# TASK INSTRUCTIONS
Once the line containing "Lightning round! Study the photo above and box every ceiling you" is found in the material below, it and every line after it should be transcribed exactly, with pictures left out and nothing added.

------------------------------------------------------------------------

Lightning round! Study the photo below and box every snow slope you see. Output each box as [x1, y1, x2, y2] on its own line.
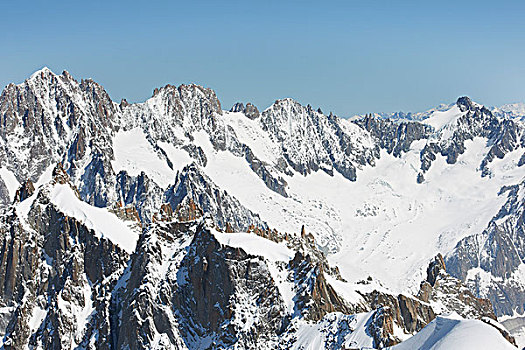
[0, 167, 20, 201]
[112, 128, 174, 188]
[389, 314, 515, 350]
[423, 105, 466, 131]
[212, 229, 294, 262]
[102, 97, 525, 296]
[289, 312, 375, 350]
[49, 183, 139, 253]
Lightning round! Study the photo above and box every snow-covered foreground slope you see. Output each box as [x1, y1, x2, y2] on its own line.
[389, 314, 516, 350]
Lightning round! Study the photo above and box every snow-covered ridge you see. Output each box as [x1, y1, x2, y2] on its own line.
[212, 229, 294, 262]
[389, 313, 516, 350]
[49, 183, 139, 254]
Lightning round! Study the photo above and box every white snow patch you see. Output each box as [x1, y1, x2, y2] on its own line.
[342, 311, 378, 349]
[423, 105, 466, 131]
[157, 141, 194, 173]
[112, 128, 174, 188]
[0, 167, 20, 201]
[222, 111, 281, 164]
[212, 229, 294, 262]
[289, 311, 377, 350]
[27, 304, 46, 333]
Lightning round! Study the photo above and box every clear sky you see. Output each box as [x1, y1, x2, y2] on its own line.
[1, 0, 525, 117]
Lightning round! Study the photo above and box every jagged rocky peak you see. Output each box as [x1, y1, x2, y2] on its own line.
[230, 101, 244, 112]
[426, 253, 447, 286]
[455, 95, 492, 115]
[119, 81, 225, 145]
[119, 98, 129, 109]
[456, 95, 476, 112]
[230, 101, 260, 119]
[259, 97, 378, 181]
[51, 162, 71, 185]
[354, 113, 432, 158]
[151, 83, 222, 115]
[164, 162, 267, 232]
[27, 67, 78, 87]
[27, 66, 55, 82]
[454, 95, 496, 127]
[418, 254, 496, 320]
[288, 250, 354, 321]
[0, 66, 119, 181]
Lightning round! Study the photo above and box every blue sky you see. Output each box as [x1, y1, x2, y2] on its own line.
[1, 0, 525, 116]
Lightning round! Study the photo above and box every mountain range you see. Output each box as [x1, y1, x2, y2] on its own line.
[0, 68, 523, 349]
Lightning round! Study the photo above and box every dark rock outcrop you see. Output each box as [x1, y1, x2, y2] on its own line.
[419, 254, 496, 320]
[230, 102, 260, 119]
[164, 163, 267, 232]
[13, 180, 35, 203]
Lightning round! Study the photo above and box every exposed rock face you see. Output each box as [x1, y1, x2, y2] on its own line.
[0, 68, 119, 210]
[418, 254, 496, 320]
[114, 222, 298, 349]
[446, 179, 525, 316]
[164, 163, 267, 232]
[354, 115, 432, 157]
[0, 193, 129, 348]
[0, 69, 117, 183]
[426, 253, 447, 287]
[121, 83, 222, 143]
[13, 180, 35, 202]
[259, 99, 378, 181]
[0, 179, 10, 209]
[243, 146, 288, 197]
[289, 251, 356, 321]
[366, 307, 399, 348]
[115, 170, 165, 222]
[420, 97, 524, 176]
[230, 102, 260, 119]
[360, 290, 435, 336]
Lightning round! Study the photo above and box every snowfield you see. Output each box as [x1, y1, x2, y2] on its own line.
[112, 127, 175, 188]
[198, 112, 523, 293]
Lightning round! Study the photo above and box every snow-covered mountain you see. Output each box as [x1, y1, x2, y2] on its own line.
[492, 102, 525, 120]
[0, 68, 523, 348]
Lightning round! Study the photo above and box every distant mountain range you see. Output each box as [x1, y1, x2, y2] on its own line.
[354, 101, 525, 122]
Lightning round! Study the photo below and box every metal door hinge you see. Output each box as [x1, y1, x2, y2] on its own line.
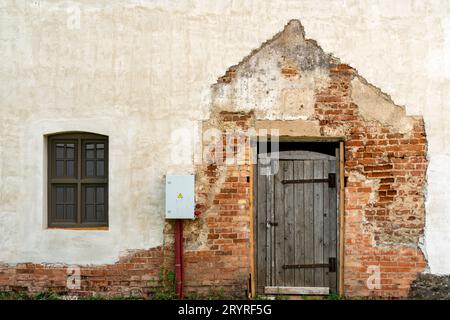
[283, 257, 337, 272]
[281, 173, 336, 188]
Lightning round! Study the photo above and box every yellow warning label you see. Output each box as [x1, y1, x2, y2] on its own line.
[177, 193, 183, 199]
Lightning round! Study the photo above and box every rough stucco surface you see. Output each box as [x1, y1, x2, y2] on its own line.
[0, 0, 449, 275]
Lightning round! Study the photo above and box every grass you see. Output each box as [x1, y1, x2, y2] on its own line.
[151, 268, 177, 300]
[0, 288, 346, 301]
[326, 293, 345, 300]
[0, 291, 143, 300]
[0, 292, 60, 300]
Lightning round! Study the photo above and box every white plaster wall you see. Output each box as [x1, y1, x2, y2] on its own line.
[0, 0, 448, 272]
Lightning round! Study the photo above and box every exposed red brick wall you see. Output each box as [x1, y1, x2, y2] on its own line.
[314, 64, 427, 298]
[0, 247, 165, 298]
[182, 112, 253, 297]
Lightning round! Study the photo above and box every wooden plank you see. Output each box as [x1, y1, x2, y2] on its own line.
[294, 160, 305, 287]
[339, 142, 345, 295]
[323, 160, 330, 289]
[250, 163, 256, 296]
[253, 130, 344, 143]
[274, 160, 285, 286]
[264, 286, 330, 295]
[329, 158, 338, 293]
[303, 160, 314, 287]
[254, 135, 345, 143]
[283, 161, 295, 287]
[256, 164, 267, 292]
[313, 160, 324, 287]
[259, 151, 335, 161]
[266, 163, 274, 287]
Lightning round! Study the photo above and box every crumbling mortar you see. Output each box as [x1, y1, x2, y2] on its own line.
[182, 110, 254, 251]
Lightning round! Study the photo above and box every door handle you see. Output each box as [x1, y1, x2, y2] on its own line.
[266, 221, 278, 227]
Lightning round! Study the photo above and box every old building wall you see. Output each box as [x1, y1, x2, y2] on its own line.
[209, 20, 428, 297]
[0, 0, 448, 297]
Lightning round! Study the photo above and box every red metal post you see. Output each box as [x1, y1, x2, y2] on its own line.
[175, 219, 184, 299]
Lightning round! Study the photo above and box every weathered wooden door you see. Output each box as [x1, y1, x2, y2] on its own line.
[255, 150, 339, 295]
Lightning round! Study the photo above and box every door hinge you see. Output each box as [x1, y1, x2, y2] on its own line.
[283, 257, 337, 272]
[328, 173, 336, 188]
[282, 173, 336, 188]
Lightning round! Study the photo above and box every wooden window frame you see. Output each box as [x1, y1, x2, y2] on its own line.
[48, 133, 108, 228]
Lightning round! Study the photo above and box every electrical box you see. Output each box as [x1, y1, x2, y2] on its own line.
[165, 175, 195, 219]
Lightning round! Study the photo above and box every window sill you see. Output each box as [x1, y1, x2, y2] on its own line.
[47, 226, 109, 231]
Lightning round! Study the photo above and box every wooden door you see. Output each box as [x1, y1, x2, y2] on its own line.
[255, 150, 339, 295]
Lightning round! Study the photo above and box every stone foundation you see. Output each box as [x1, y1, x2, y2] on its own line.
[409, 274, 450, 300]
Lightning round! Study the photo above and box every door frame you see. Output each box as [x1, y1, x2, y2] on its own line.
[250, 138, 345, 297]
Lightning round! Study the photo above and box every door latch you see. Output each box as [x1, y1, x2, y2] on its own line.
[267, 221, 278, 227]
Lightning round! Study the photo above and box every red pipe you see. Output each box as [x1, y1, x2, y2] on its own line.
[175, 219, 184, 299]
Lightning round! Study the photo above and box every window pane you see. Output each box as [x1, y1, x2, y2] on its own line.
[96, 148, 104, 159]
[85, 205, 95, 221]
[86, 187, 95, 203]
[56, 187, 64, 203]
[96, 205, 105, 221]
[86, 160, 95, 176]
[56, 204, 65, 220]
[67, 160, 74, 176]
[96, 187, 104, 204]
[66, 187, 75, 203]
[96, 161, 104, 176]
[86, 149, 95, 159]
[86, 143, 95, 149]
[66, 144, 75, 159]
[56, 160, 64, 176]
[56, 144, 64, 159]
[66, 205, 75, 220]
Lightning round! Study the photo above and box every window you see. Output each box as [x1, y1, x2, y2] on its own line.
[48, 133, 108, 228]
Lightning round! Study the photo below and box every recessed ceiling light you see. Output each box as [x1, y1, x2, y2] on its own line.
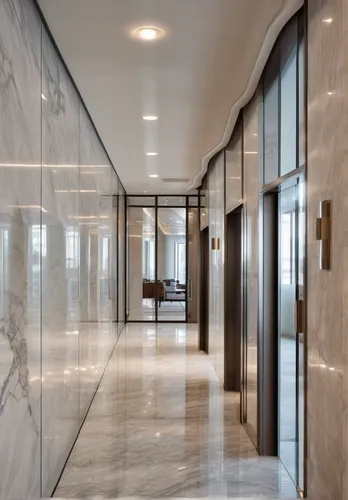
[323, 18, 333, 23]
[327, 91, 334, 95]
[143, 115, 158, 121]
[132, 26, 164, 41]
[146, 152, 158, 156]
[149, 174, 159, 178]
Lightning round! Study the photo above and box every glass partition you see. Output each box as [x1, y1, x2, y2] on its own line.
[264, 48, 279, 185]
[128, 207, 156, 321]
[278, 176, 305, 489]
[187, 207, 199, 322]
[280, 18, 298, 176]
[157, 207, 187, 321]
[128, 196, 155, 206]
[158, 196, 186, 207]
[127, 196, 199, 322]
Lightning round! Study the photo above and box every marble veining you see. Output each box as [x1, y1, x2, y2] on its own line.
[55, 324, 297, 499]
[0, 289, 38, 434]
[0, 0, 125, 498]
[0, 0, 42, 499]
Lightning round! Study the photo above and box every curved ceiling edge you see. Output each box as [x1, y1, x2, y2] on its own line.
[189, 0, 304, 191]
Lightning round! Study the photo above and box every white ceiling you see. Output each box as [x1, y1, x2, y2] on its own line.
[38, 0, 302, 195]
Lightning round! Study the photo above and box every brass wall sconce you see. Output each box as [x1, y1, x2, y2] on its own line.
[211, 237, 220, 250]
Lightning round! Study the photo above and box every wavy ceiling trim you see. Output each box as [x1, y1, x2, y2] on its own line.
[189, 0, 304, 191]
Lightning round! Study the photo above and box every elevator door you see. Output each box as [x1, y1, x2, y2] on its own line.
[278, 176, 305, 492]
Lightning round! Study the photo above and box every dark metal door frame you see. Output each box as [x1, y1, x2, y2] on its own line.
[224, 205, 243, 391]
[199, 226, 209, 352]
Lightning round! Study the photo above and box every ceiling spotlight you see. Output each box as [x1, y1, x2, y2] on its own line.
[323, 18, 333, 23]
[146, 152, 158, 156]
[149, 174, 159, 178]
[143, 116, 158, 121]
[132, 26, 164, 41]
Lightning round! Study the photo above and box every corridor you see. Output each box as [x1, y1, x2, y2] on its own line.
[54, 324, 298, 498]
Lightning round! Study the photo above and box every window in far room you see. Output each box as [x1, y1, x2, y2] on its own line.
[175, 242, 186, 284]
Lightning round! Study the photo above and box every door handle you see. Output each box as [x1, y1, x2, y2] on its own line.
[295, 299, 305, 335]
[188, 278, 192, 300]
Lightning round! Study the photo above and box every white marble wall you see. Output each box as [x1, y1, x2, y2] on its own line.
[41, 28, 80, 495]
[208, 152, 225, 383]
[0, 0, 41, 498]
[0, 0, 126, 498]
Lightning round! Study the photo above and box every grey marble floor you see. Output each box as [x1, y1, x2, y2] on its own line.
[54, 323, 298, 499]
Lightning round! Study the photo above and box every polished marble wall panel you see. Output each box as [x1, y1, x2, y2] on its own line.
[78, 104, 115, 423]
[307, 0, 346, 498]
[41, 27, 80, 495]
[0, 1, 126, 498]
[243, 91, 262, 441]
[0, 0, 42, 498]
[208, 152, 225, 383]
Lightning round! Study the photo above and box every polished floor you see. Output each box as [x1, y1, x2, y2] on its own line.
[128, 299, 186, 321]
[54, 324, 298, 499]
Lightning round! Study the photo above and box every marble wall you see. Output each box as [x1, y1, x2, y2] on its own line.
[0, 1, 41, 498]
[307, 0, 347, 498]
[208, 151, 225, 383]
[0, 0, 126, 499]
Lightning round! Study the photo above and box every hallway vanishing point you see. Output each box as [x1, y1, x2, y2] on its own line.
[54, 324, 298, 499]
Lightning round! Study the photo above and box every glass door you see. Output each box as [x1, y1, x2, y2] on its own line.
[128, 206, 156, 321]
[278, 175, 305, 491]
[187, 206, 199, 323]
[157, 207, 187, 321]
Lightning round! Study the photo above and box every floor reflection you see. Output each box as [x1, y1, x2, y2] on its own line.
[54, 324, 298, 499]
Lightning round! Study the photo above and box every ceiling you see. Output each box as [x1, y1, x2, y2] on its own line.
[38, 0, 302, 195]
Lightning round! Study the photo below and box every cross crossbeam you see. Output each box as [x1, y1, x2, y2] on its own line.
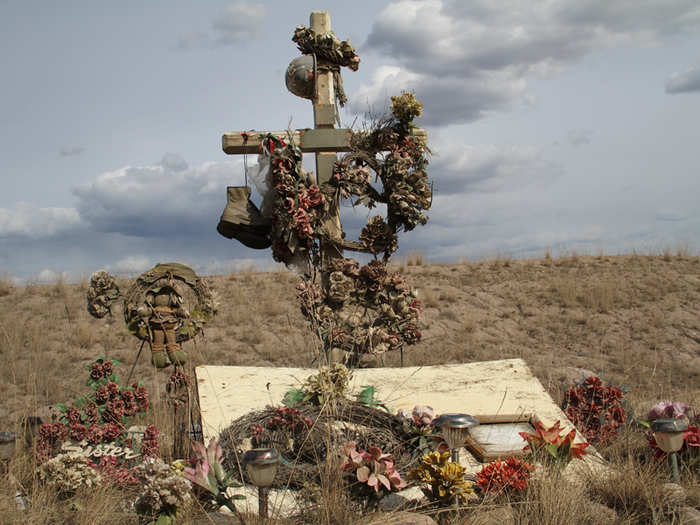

------------------------------------------------------------------------

# ANSWER AREA
Lightning round! Study the photo above and box every ceiling you see. Output each box as [x1, y1, x2, y2] on its own line.
[38, 0, 302, 195]
Lightning round! Study the photo below and box every cross crossbeam you see. Output each box as [x1, y1, x2, y2] on its own line.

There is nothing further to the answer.